The tail of the records, from the line containing "the door panel" through the final line, should be printed exactly and on its own.

START Given records

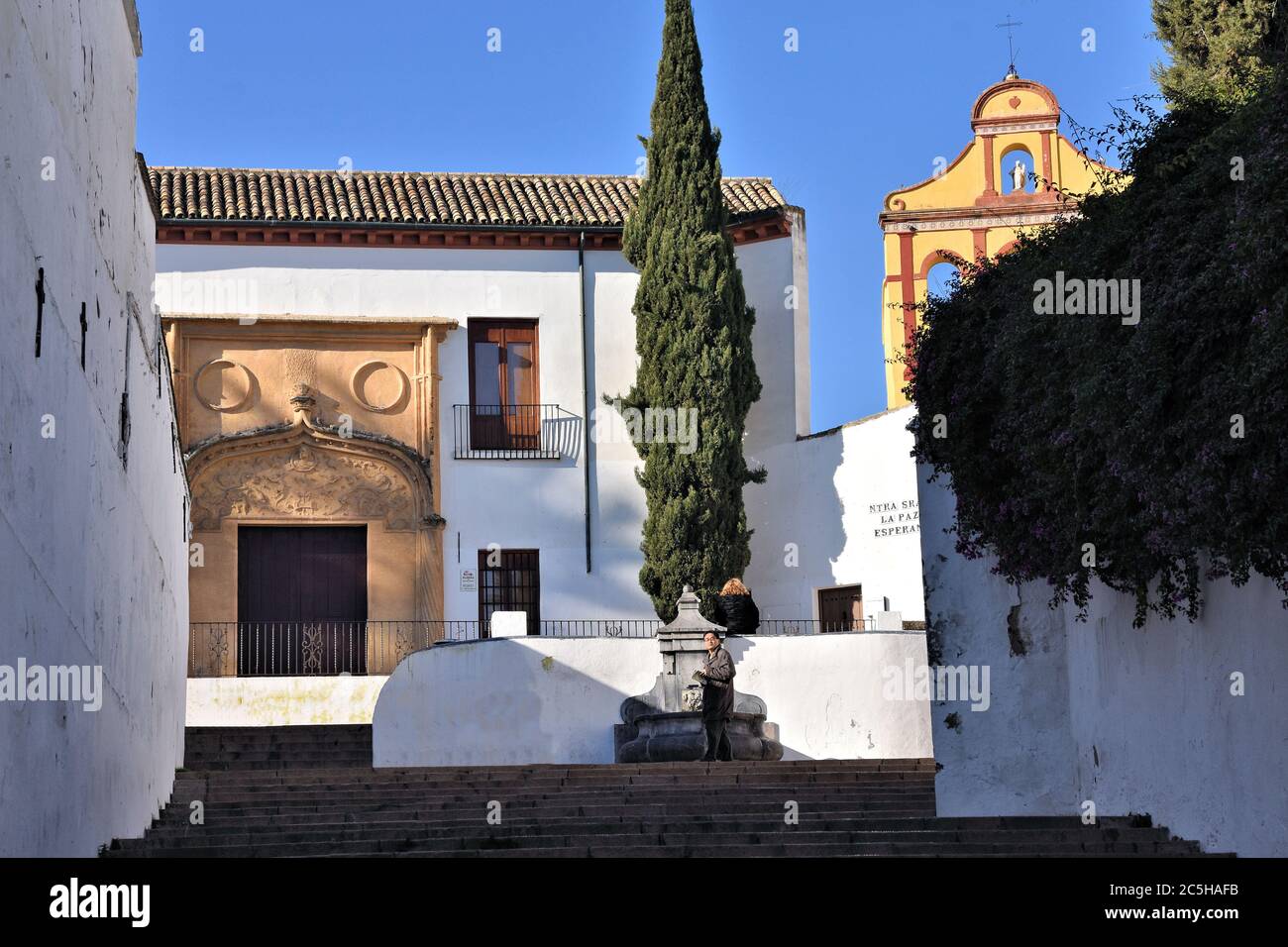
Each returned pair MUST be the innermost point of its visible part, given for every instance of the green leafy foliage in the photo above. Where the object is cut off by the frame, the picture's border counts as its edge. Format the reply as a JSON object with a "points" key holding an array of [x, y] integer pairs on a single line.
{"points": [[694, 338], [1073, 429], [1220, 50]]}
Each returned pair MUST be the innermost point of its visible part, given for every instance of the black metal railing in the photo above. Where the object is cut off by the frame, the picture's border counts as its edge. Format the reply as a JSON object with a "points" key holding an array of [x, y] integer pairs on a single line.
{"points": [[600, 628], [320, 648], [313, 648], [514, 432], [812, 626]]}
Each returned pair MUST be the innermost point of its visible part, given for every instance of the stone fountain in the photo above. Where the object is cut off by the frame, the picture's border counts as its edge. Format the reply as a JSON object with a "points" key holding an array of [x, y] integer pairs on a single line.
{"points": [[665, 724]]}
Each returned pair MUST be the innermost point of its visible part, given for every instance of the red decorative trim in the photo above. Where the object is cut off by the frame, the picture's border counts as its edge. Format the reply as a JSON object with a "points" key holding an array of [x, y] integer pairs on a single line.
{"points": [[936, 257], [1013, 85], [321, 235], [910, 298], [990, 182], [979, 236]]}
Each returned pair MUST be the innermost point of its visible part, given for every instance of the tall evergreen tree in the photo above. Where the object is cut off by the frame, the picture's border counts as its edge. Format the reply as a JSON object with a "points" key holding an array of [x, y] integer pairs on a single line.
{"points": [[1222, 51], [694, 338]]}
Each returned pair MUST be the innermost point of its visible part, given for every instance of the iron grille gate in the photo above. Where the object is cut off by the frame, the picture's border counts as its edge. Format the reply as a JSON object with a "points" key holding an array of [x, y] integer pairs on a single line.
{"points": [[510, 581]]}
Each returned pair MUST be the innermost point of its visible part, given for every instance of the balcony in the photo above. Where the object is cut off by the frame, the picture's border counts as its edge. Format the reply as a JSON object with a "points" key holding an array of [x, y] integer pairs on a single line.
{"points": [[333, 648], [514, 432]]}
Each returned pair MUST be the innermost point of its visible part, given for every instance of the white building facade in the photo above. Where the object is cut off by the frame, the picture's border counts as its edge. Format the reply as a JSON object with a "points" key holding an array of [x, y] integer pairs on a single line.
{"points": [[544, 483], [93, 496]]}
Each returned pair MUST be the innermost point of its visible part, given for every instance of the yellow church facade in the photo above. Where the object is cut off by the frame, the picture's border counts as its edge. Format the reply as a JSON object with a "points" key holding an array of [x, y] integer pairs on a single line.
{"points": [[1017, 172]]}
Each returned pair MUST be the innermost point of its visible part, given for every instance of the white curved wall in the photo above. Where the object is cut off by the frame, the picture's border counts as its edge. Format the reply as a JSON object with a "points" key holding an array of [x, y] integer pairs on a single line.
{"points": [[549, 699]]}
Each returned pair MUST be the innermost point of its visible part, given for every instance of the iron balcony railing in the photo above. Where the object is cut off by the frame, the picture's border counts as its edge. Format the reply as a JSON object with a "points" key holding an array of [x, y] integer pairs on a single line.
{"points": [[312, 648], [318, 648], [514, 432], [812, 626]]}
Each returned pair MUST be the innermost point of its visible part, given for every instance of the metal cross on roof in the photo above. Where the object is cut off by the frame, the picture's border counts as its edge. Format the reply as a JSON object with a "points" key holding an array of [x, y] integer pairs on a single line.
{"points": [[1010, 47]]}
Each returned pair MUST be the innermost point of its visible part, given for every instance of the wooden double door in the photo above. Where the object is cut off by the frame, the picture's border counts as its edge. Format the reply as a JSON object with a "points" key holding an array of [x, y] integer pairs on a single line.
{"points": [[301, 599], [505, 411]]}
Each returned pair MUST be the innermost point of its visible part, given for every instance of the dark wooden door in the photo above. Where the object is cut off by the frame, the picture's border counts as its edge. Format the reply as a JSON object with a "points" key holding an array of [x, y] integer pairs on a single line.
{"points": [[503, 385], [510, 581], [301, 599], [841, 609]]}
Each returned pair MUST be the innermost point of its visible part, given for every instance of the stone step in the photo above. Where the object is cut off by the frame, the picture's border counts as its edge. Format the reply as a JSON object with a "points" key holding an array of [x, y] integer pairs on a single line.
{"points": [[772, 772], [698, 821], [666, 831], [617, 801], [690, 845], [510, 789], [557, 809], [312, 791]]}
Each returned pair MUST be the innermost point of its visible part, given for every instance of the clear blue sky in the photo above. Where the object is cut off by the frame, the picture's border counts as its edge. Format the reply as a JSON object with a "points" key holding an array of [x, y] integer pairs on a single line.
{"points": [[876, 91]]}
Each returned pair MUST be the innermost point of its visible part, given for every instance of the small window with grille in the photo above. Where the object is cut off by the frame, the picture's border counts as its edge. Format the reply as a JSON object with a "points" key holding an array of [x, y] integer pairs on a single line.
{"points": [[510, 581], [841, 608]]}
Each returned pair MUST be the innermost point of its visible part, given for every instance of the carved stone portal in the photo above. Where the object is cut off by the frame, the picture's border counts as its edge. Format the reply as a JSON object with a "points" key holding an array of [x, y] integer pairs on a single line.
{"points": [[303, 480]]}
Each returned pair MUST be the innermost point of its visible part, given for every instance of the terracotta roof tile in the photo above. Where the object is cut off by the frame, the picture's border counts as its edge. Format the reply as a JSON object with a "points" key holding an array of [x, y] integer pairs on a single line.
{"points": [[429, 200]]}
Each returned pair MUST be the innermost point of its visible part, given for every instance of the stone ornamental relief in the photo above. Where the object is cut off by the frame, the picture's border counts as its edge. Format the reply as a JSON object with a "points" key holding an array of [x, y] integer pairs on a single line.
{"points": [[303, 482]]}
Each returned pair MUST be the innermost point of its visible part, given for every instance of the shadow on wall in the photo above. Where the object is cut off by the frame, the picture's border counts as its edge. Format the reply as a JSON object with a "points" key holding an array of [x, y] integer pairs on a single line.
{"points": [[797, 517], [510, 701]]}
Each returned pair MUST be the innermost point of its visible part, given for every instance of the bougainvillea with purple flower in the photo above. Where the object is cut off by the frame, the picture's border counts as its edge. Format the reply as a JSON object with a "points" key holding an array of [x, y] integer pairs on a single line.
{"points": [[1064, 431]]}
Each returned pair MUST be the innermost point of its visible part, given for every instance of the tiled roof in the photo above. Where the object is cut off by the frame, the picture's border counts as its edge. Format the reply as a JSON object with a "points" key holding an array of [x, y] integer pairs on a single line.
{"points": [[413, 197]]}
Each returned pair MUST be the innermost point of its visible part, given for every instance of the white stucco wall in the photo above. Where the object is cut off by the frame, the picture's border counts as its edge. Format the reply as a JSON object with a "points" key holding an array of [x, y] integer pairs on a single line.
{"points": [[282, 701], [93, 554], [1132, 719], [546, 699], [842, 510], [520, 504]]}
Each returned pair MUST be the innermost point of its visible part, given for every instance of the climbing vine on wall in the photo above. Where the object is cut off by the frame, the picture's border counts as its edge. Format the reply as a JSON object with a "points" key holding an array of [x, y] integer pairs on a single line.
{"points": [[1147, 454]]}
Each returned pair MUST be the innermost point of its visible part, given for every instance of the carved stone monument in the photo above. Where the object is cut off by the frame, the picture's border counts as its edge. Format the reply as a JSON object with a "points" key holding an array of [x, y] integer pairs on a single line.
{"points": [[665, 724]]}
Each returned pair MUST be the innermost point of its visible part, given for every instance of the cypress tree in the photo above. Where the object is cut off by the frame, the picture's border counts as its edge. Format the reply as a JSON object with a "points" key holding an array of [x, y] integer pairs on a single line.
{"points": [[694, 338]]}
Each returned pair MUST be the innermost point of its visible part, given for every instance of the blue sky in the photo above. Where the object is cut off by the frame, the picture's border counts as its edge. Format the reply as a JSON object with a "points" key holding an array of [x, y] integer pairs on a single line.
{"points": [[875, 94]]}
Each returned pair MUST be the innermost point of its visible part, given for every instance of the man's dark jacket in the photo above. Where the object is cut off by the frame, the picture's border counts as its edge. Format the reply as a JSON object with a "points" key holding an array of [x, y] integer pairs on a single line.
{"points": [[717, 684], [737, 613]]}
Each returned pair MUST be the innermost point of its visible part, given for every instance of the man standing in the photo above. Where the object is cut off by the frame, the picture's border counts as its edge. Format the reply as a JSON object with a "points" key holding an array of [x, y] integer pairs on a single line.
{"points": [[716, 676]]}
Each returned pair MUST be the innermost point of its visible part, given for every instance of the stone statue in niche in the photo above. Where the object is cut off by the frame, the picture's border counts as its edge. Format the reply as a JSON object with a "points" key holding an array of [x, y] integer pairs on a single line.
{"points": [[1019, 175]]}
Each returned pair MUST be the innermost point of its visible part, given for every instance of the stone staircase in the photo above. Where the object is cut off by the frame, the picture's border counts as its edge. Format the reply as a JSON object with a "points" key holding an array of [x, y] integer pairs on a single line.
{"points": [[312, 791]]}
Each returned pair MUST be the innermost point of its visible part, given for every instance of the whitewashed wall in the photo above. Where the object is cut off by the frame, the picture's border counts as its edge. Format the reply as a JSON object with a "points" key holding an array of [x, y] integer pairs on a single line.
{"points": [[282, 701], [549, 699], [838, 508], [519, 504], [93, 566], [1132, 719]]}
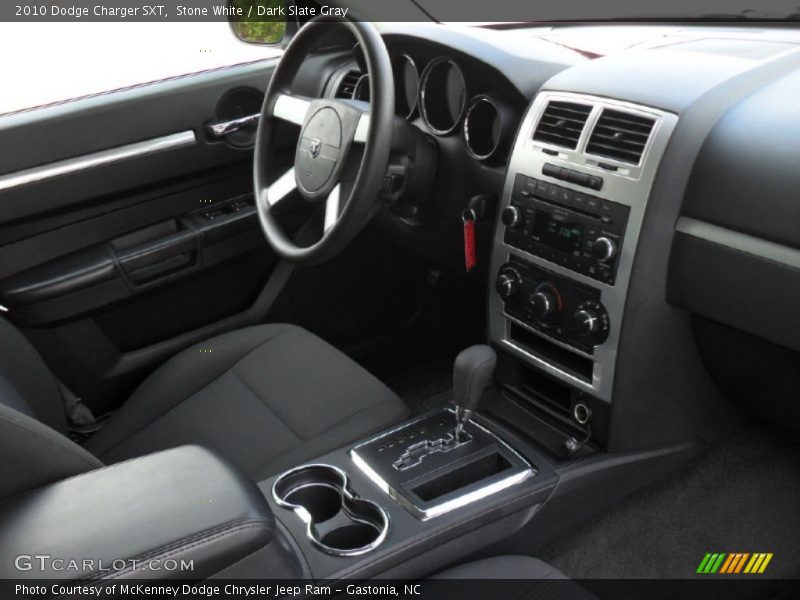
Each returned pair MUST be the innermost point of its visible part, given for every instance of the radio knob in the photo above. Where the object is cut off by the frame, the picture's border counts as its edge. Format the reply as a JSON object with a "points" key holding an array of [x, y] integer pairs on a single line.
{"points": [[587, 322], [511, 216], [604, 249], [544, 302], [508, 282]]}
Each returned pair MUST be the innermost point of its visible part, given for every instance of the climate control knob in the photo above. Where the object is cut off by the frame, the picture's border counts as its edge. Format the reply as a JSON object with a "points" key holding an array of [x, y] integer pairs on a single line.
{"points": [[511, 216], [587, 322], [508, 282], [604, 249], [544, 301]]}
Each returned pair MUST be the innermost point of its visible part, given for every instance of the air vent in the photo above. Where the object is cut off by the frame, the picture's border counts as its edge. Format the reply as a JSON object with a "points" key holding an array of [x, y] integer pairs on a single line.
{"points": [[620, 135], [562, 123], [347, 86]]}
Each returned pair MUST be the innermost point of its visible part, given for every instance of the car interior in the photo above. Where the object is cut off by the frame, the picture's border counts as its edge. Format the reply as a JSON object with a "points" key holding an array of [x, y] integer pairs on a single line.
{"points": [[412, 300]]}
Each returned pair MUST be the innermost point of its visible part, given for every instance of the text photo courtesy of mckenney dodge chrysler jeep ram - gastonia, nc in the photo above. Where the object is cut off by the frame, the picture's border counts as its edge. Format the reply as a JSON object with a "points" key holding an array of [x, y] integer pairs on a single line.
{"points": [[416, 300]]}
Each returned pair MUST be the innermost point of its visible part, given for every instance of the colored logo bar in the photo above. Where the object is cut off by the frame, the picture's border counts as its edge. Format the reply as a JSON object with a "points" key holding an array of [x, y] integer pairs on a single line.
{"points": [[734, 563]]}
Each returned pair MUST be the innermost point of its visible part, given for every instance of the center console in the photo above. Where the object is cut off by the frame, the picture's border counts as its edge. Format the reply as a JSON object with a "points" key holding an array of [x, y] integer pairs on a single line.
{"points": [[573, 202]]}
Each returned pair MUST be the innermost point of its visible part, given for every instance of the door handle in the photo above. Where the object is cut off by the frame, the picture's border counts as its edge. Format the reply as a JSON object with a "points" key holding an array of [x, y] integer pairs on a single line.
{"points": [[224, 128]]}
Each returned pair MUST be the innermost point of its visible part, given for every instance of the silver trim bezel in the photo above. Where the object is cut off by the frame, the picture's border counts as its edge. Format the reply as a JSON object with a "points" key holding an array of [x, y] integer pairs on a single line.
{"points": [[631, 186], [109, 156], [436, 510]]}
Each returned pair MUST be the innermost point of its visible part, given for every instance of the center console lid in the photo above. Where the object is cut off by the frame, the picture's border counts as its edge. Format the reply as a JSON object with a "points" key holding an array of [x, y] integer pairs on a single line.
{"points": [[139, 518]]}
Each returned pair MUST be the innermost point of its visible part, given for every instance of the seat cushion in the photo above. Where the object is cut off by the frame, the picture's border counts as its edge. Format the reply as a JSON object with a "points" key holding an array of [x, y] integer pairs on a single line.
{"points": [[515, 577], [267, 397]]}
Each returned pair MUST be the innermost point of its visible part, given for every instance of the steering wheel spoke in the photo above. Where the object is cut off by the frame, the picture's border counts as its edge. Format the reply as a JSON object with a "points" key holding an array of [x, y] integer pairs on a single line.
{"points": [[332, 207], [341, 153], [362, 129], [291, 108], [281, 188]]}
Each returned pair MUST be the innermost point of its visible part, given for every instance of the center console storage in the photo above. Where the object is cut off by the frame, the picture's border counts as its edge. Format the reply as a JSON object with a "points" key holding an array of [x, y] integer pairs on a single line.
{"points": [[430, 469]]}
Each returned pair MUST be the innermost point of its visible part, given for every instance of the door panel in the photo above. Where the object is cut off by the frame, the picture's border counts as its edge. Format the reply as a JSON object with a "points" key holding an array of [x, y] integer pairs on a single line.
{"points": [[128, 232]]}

END Given records

Exercise answer =>
Each returned pair MUST be the innermost point of its visible part, given for every instance of the door panel in the photo above. Where the object is cut off by the frame, the picture's border counts as its edge. Format the reply as a JSON object with a "points" key holding an array of [x, y] integer pairs on a single line.
{"points": [[128, 232]]}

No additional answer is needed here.